══ Extract to read
Evaluation of Open-Source Tools for Differential Privacy

Sensors 2023, 23(14), 6509; https://doi.org/10.3390/s23146509
by Shiliang Zhang 1,2, Anton Hagermalm 1, Sanjin Slavnic 1, Elad Michael Schiller 1,* and Magnus Almgren 1
Reviewer 1:
Reviewer 2: Anonymous
Reviewer 4: Anonymous
Reviewer 5:
Sensors 2023, 23(14), 6509; https://doi.org/10.3390/s23146509
Submission received: 31 May 2023 / Revised: 23 June 2023 / Accepted: 11 July 2023 / Published: 19 July 2023
(This article belongs to the Special Issue Data Privacy, Security, and Trust in New Technological Trends)

Round 1

Reviewer 1 Report

This article explores how to improve the trade-off between the degree of privacy protection and the ability to use protected data.  Differential privacy (DP) defines privacy protection by promising quantified indistinguishability between individuals that consent to share their privacy-sensitive information and the ones that do not. This work proposes an open-source evaluation framework for privacy protection solutions and offers evaluation for OpenDP Smartnoise, Google DP, PyTorch Opacus, Tensorflow Privacy, and Diffprivlib. In addition to studying their ability to balance the above trade-off, the authors consider discrete and continuous attributes by quantifying their performance under different data sizes. Defined criteria to quantify how different DP tools perform so that they can be selected. Evaluated and measure the impact of DP on different functionality that the studied tools provide. Two data sources of different types were used to get a nuanced picture of how well the studied tools work when using DP. The evaluation results demonstrate the degree to which the use of DP tools impacts data utility and system overhead.
════
══ Data provided
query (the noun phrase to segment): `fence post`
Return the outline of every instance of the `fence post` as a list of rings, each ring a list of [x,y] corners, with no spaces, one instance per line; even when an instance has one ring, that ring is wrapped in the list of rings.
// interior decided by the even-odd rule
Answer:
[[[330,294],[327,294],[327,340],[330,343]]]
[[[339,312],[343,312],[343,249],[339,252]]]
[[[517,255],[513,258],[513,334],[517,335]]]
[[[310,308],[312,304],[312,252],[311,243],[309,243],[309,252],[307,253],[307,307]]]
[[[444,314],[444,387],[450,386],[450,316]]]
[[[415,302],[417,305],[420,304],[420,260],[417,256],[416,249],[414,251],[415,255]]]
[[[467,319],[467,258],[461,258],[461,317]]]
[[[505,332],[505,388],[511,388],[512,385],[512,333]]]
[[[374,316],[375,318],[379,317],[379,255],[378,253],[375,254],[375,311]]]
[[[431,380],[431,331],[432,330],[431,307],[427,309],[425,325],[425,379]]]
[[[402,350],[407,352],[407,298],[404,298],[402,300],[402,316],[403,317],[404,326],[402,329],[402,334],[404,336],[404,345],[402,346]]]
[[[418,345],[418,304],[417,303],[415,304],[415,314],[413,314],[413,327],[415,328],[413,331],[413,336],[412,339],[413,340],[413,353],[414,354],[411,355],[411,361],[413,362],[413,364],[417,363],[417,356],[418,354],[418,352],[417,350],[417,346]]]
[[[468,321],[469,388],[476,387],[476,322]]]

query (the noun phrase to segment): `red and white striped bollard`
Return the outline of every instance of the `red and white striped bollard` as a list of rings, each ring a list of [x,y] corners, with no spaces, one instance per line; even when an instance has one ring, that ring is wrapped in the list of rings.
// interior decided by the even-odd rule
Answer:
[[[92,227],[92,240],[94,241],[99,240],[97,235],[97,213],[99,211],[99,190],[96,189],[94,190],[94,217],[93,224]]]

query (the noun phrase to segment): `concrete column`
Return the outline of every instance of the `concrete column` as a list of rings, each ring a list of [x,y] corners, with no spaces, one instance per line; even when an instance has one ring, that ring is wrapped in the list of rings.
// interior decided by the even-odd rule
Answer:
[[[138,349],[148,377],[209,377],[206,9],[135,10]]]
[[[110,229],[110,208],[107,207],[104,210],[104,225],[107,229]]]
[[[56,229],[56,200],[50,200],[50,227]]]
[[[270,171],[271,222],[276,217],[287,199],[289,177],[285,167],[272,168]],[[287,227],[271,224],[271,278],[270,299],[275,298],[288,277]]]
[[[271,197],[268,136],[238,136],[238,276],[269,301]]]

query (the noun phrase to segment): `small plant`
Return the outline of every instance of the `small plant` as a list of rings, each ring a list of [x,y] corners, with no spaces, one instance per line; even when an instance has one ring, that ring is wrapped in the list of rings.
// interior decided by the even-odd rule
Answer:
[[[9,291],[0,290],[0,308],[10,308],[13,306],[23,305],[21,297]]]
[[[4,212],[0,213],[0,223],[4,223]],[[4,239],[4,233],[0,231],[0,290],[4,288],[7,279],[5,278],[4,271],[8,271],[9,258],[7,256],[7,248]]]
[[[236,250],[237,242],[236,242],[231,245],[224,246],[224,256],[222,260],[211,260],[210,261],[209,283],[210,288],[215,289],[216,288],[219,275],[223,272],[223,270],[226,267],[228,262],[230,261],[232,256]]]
════
▶ **Given instruction 1**
Repeat word for word the part of the differential privacy review starting with "Evaluation of Open-Source" and going on through "New Technological Trends)".
▶ **Given instruction 2**
List every tool that the differential privacy review says the work evaluates.

▶ **Problem solution 1**
Evaluation of Open-Source Tools for Differential Privacy

Sensors 2023, 23(14), 6509; https://doi.org/10.3390/s23146509
by Shiliang Zhang 1,2, Anton Hagermalm 1, Sanjin Slavnic 1, Elad Michael Schiller 1,* and Magnus Almgren 1
Reviewer 1:
Reviewer 2: Anonymous
Reviewer 4: Anonymous
Reviewer 5:
Sensors 2023, 23(14), 6509; https://doi.org/10.3390/s23146509
Submission received: 31 May 2023 / Revised: 23 June 2023 / Accepted: 11 July 2023 / Published: 19 July 2023
(This article belongs to the Special Issue Data Privacy, Security, and Trust in New Technological Trends)

▶ **Problem solution 2**
OpenDP Smartnoise
Google DP
PyTorch Opacus
Tensorflow Privacy
Diffprivlib